**Written request:** Nothing before the line containing "Locate the fur" belongs in the answer; quote that line and all lines after it through the end of the material, word for word.

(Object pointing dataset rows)
** START **

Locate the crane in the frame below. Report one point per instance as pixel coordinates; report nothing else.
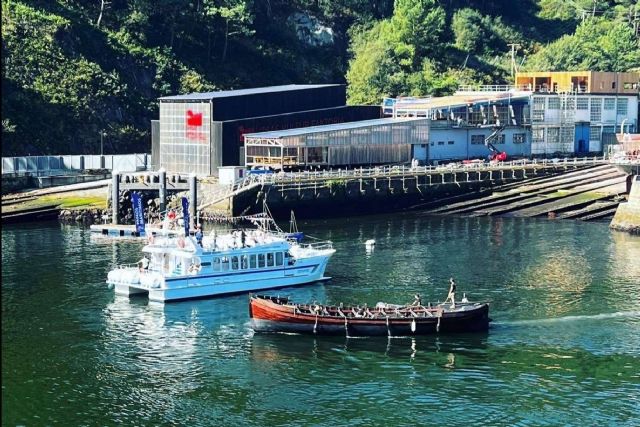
(499, 156)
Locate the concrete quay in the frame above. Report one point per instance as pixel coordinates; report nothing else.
(387, 189)
(627, 217)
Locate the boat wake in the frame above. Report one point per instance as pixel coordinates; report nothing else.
(603, 316)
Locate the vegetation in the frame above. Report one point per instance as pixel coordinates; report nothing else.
(77, 72)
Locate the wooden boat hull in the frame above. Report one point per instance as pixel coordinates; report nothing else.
(268, 316)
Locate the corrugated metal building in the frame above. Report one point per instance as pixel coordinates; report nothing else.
(365, 142)
(200, 132)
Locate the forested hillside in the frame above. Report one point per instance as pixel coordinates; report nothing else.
(73, 70)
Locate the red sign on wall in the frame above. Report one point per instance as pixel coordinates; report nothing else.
(194, 119)
(194, 125)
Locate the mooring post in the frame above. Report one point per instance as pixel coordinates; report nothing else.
(193, 195)
(115, 196)
(163, 190)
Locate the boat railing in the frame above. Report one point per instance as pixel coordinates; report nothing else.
(320, 245)
(126, 266)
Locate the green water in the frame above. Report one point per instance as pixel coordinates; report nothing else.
(564, 347)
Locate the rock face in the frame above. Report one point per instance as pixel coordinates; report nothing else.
(627, 217)
(310, 31)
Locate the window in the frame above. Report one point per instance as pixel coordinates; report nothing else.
(538, 109)
(582, 103)
(519, 138)
(537, 135)
(477, 139)
(609, 103)
(554, 103)
(538, 103)
(622, 106)
(596, 109)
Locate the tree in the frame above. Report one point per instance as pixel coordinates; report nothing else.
(236, 15)
(389, 58)
(597, 45)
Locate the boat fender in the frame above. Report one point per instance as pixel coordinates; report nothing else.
(315, 327)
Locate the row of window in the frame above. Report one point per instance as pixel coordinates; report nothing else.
(250, 261)
(581, 103)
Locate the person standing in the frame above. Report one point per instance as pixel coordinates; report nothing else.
(452, 292)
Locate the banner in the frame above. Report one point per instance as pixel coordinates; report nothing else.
(138, 213)
(185, 215)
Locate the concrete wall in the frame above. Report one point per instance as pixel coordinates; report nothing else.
(627, 217)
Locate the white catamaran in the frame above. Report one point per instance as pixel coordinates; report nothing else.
(177, 268)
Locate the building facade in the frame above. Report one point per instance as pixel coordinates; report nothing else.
(200, 132)
(368, 142)
(545, 114)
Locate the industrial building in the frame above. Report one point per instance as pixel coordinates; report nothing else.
(545, 113)
(367, 142)
(201, 132)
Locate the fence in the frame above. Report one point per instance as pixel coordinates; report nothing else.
(57, 165)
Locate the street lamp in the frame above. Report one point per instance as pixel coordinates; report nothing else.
(102, 134)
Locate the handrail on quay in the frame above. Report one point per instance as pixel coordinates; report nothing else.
(404, 170)
(387, 171)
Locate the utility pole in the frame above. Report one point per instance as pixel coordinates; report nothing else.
(514, 65)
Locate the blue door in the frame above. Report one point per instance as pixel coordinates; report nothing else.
(581, 142)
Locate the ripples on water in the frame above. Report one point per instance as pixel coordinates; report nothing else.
(563, 350)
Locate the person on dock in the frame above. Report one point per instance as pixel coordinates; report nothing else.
(417, 301)
(143, 264)
(452, 293)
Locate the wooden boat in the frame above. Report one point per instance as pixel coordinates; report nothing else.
(276, 314)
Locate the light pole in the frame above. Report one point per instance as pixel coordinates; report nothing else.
(102, 134)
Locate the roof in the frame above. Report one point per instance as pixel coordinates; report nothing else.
(460, 99)
(330, 128)
(205, 96)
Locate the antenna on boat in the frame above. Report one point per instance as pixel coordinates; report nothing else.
(293, 226)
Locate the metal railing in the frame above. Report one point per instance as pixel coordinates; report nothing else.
(404, 170)
(57, 165)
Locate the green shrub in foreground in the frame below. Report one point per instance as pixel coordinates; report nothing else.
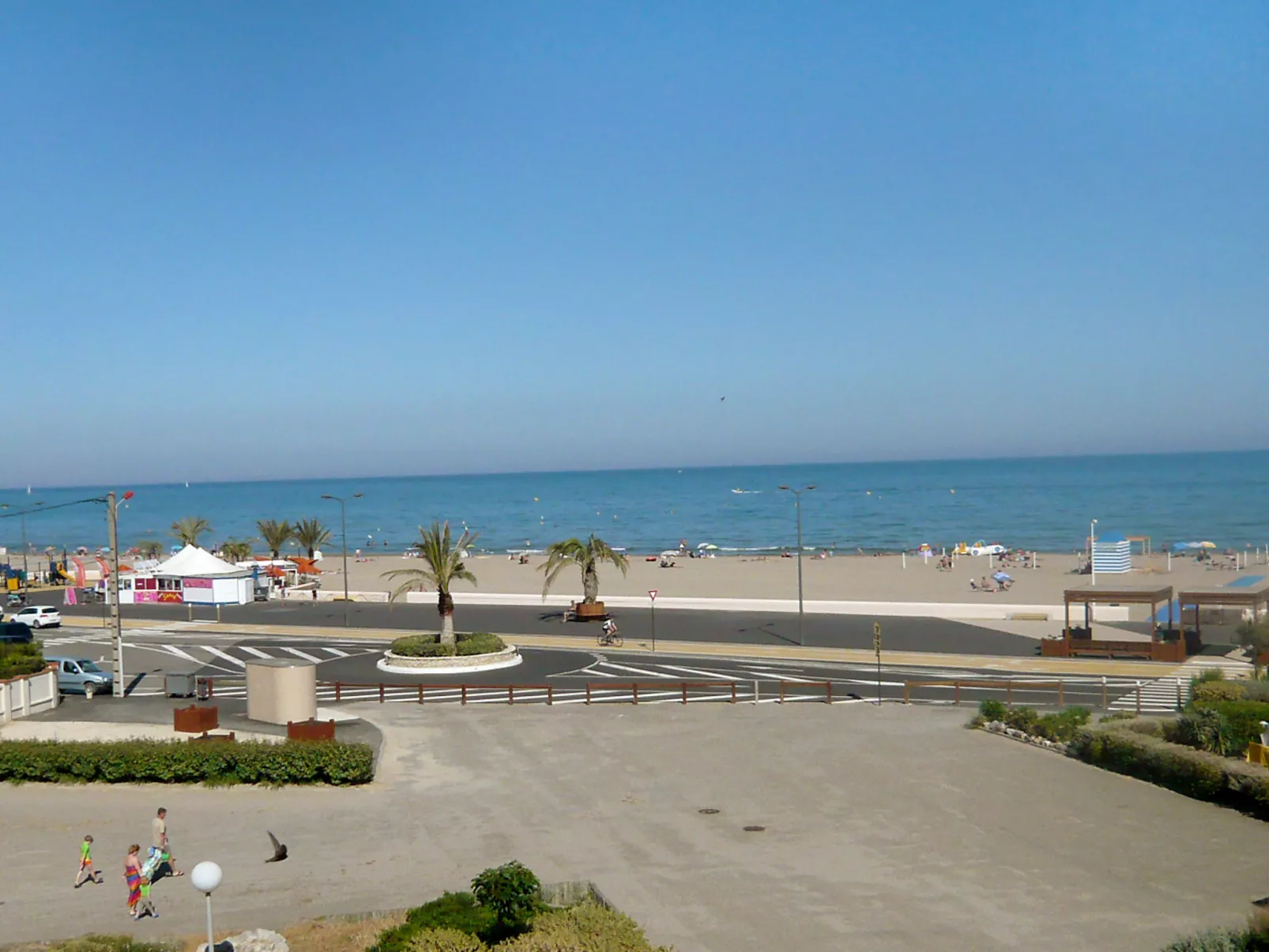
(112, 943)
(1244, 719)
(182, 762)
(1183, 770)
(477, 642)
(17, 659)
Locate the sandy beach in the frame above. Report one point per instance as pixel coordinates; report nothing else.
(849, 578)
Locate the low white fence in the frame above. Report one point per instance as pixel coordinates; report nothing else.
(28, 694)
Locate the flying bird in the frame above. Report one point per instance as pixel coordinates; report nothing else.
(280, 849)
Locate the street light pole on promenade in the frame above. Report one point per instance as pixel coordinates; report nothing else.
(797, 503)
(1093, 542)
(343, 529)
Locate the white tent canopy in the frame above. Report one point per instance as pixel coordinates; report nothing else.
(193, 561)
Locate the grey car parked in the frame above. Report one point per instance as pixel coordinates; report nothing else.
(80, 675)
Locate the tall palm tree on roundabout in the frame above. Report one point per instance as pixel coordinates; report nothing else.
(190, 529)
(586, 555)
(443, 558)
(276, 535)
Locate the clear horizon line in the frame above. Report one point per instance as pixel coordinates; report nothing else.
(649, 468)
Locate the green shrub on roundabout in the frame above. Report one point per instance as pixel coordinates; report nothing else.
(473, 642)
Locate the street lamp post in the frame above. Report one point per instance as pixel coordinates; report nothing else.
(343, 529)
(797, 503)
(205, 878)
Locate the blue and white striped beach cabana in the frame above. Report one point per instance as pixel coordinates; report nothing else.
(1112, 554)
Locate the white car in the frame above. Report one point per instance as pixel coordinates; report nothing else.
(984, 548)
(40, 617)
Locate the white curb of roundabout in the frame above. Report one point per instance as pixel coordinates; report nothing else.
(456, 664)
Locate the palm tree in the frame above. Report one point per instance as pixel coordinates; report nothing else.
(188, 529)
(236, 550)
(588, 555)
(444, 561)
(150, 548)
(311, 535)
(276, 533)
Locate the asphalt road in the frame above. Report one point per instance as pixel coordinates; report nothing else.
(222, 657)
(740, 627)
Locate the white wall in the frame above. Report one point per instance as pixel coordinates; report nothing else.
(33, 694)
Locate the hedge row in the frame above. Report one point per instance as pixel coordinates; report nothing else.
(476, 642)
(1178, 768)
(183, 762)
(582, 928)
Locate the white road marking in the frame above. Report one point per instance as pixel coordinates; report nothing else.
(717, 675)
(305, 655)
(216, 652)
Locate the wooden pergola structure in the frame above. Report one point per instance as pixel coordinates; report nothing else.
(1254, 596)
(1088, 596)
(1156, 649)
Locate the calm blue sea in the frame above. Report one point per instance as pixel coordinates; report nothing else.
(1040, 504)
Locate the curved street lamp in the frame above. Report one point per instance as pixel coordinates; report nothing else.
(797, 503)
(205, 878)
(343, 529)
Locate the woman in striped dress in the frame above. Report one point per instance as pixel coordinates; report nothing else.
(132, 876)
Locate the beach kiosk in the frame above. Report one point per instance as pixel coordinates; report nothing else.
(190, 577)
(1112, 552)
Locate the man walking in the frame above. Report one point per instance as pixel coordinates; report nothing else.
(160, 849)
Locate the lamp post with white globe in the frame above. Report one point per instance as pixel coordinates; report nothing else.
(205, 878)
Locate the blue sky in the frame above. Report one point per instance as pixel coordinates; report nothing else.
(305, 239)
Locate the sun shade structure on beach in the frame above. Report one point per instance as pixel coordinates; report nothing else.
(1244, 596)
(1089, 596)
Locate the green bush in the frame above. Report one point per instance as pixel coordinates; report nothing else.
(512, 893)
(1256, 690)
(1203, 729)
(446, 941)
(1214, 941)
(454, 910)
(182, 762)
(17, 660)
(1244, 717)
(1217, 690)
(1183, 770)
(479, 642)
(582, 928)
(112, 943)
(992, 709)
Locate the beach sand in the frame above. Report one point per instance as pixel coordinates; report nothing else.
(845, 578)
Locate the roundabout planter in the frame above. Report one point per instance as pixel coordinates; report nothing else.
(454, 664)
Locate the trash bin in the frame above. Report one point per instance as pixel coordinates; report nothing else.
(178, 684)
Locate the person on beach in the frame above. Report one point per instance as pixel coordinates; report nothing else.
(87, 871)
(132, 876)
(145, 906)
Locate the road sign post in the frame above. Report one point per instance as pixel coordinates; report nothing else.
(877, 649)
(651, 594)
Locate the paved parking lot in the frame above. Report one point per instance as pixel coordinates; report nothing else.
(886, 829)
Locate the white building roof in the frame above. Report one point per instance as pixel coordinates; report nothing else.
(194, 563)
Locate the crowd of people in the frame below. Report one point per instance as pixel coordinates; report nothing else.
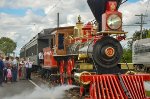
(14, 69)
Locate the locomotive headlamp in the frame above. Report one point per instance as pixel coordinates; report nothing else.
(114, 22)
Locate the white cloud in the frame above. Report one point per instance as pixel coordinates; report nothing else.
(23, 28)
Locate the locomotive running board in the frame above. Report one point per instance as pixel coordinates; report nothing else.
(110, 87)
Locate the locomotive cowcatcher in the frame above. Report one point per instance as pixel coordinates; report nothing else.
(88, 55)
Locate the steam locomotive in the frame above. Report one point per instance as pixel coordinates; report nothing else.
(91, 48)
(88, 55)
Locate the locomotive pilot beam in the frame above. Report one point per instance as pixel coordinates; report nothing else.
(88, 55)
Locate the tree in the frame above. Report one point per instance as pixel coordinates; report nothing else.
(7, 45)
(127, 52)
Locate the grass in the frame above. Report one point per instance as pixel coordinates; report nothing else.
(148, 93)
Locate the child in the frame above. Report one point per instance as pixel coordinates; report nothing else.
(9, 74)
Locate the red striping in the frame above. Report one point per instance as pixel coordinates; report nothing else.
(136, 86)
(114, 88)
(118, 88)
(110, 87)
(99, 92)
(140, 86)
(106, 88)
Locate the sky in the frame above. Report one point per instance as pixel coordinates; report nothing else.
(21, 20)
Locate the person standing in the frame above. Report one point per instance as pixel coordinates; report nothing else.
(1, 70)
(28, 69)
(6, 64)
(22, 69)
(9, 75)
(15, 69)
(41, 58)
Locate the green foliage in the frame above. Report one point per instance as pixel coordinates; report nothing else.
(127, 54)
(7, 45)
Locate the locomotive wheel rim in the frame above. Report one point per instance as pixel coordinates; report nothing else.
(110, 51)
(101, 58)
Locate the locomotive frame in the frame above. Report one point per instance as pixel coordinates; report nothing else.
(88, 56)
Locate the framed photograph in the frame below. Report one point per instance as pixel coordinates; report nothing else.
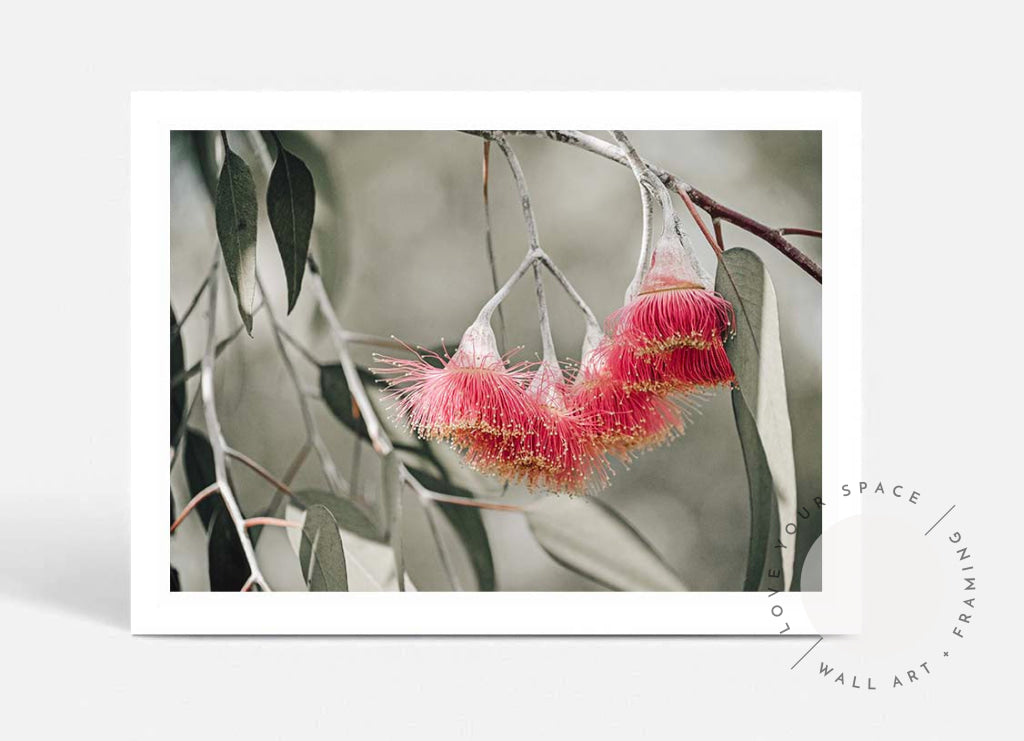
(459, 379)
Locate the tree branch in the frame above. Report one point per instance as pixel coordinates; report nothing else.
(712, 207)
(218, 445)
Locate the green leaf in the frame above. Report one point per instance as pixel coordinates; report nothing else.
(291, 200)
(334, 389)
(763, 513)
(591, 538)
(322, 555)
(468, 525)
(178, 399)
(756, 354)
(237, 213)
(200, 473)
(228, 568)
(391, 486)
(346, 513)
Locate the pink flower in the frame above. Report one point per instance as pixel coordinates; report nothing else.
(472, 391)
(625, 419)
(557, 449)
(670, 336)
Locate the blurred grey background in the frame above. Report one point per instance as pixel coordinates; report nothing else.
(399, 234)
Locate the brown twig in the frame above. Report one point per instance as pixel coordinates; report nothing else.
(262, 472)
(798, 230)
(696, 217)
(271, 521)
(218, 445)
(710, 205)
(193, 503)
(718, 231)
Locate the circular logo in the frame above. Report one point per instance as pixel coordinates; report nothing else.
(919, 595)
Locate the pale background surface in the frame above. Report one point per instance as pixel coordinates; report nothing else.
(399, 237)
(937, 120)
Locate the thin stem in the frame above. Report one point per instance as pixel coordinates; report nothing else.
(798, 230)
(712, 207)
(206, 281)
(466, 502)
(303, 350)
(183, 376)
(218, 444)
(184, 426)
(359, 338)
(378, 437)
(259, 470)
(442, 547)
(272, 521)
(334, 480)
(547, 342)
(696, 217)
(488, 243)
(193, 503)
(718, 232)
(495, 301)
(647, 211)
(293, 469)
(592, 320)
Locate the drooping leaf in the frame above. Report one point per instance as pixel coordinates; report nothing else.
(346, 513)
(468, 525)
(291, 200)
(370, 564)
(237, 213)
(200, 473)
(762, 495)
(321, 555)
(391, 486)
(756, 354)
(591, 538)
(228, 568)
(334, 389)
(178, 399)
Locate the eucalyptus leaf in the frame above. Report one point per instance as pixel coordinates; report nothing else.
(762, 496)
(756, 353)
(346, 513)
(468, 524)
(370, 564)
(591, 538)
(291, 200)
(227, 564)
(236, 214)
(321, 555)
(391, 485)
(178, 399)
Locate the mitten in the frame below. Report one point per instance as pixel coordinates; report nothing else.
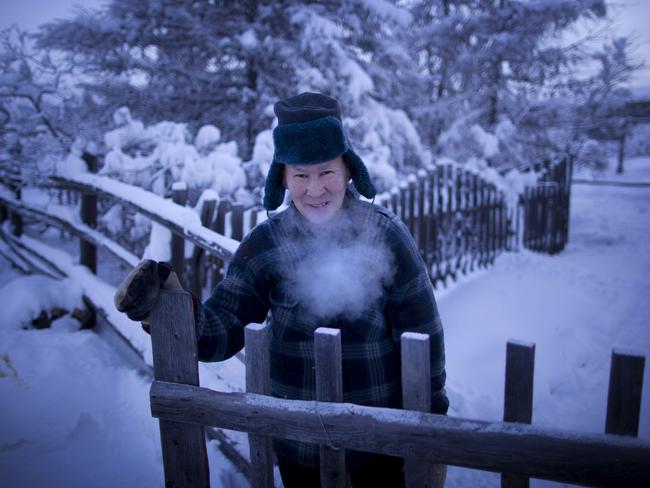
(138, 293)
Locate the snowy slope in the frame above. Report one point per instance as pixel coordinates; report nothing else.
(73, 416)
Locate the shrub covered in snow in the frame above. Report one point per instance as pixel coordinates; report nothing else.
(156, 156)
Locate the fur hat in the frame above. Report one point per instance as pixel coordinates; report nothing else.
(310, 131)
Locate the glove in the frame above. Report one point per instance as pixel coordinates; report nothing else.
(138, 293)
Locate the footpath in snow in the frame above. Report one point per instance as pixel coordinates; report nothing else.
(75, 415)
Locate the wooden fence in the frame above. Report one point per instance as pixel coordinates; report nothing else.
(512, 447)
(460, 222)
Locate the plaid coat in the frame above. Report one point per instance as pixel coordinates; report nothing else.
(259, 280)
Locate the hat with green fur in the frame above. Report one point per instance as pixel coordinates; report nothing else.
(310, 131)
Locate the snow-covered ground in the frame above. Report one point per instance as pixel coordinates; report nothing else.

** END **

**Finished task:**
Locate the fur hat in the frame above. Report one point per instance as pixel coordinates; report nothing else.
(310, 131)
Locate the glove in the frame above. Report one point per instance as pixel coordinates; report nothing else.
(138, 293)
Locate the footpath in snow in the frame above. Report one point per instance as pixel coordinates; report nothing else.
(75, 415)
Locate the wooden fence in the frame above. Report one point per instance as pixel coordinates; report nothing else.
(512, 447)
(460, 222)
Locate the plaid coat in the frame above. Report one point per instance as pixel coordinates; report nothing else.
(259, 280)
Locate the hat with green fur in the frame above. Report one point per instance as pixel coordinates; report nothing else.
(310, 131)
Locate the snow-covered ground in the frame above. Report one point per instance as pixel coordinates; report nothing else.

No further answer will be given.